## Selected text:
How would you go about designing and prototyping a personalized fit bicycle helmet? And how will textile-based sensors or growing mycelium fungae, change the (design of) products of the future?
In the Minor Advanced Prototyping you will design and build functional, low and high-fidelity prototypes, utilizing and showcasing the unique opportunities of digital fabrication and emerging materials. The course aims at equipping you with a wide range of advanced prototyping skills and in-depth knowledge of current state-of-the-art techniques to create prototypes which capture both function and appearance of the intended design.
Faculty of Industrial Design Engineering
Maximum participants: 45
|Education period(s): Q1 & Q2|
Advanced Prototyping Minor suits both design-oriented students with science/ technology background and ‘science/technology’ oriented students with art/design background. The aim is to build project groups by combining students from these different backgrounds to create an environment in which students can reflect on the contribution of each discipline for advanced prototyping.
Selection takes place by means of a random draw, based on the following formula:
1/2 from Industrial Design Engineering (TU Delft)
1/2 from other Technical/Engineering disciplines (TU Delft)
This allocation is done to meet the interdisciplinary nature of the minor.
Minors of the faculty of Industrial Design Engineering are open only for students from academic programmes.
What will you learn?
In Q1 two courses Prototyping with/for Digital Fabrication (PDF), and Prototyping with/for Emerging Materials (PEM) run in parallel. These emphasise the role of these technologies and materials in prototyping advanced responsive, adaptive and/or ultra-personalised prototypes (i.e., prototyping with), and the role of prototyping for showing the potential of these materials and fabrication technologies (i.e., prototyping for).
In PDF course, you will be exposed to theories, methods, and techniques on digitalisation, design automation, and digital fabrication. Learning activities will include lectures and workshops on 3D scanning, 3D modelling and parametric design tools (using Rhino Grasshopper), generative design (e.g. topology optimization), and digital fabrication technologies like 3D printing, laser cutting, and CNC milling. You will apply the knowledge and skills obtained on these topics in an individual prototyping assignment, related to developing a ‘personalized fit’ product.

## Record extracts:
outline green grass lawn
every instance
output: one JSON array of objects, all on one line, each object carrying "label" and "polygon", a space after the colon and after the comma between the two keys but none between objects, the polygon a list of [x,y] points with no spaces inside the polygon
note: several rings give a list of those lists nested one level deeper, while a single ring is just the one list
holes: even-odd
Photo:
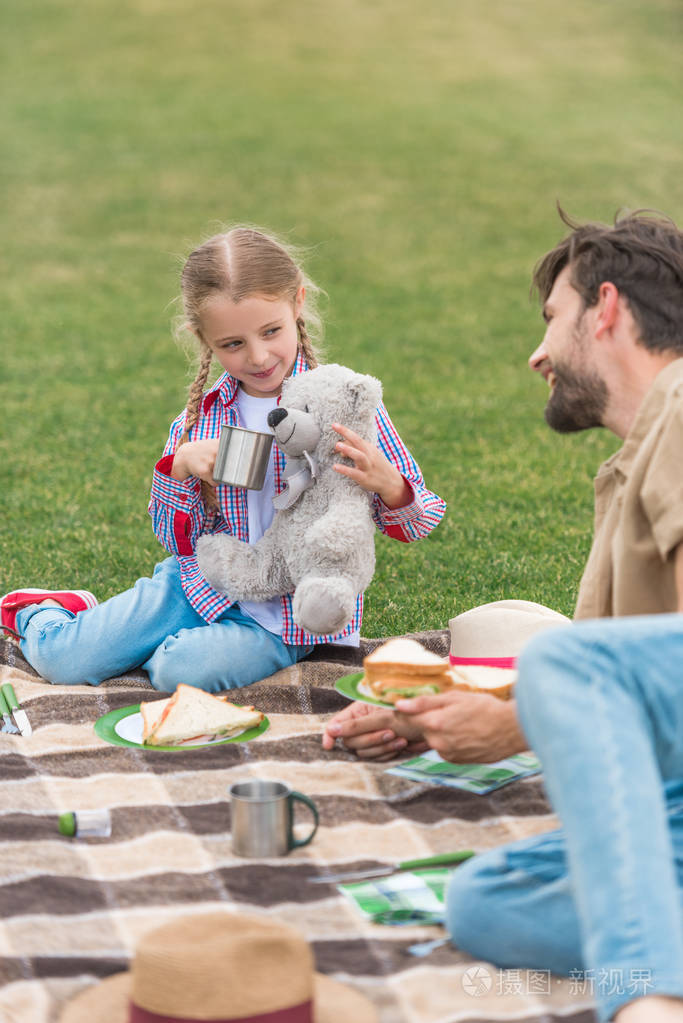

## What this exercise asks:
1. In the Advanced Prototyping Minor description, which parametric design tool is named for the PDF course?
2. Proceed with the Advanced Prototyping Minor description, picking up right after its last sentence.
The listing has no connection to the Advanced Prototyping Minor description.

## Answers for each item:
1. Rhino Grasshopper.

2.
In PEM course, you will be exposed to the science and art of working with new, emerging materials. Per year, we alternate between different emerging material focuses, either focused on living materials (e.g. fungea, bacteria), or smart materials (e.g. smart textiles). Learning activities will include lectures and workshops related to Material Driven Design methodology, and specific emerging material-related topics. You will apply the obtained knowledge and skills in a group assignment, developing responsive and/or adaptive material concepts.For academic year 2022/2023 the Emerging Material focus will be: Smart Textiles.
In Q2, the obtained knowledge and skills of PDF and PEM are synthesised in the Advanced Prototyping Project (APP). In this group project, you will build (multiple) prototype(s), though an iterative design approach. You will test and evaluate your prototypes, and eventually exhibit both results from your prototyping process and final prototype(s) at a public venue (e.g. central hall of IDE faculty). The course offers the opportunity to select a project from a broad range of real-world cases (with a real client), related to digital fabrication and/or emerging materials. In the APP course you will also gain experience, through hand-on workshops, with various relevant design methods and soft skills, such as ‘user observation’, ‘interview techniques’, ‘material testing’, ‘product photography’, ‘video making’, and ‘pitching’.
- IO3850 – Prototyping with/for Digital Fabrication (9EC)
- IO3851 – Prototyping with/for Emerging Materials (6EC)
- IO3852 – Advanced Prototyping Project (15EC)
Number of contact hours: Q1: 24 hours (average), Q2: 10 hours.
Modes of instruction:
Q1: Lectures (10 hours), workshops/practicals (14 hours), project work/self study (16 hours).
Q2: Workshops (8 hours), coaching (3 hours), project work/self study (29 hours.
Note: This minor is a full-time program, and the experience of students from previous years learns it also requires (close to) full-time availability Monday-Friday, during regular educational hours.
You can register here: Minors.
Note that these courses are an integral part of the minor, and cannot be followed as separate courses, due to the limited capacity.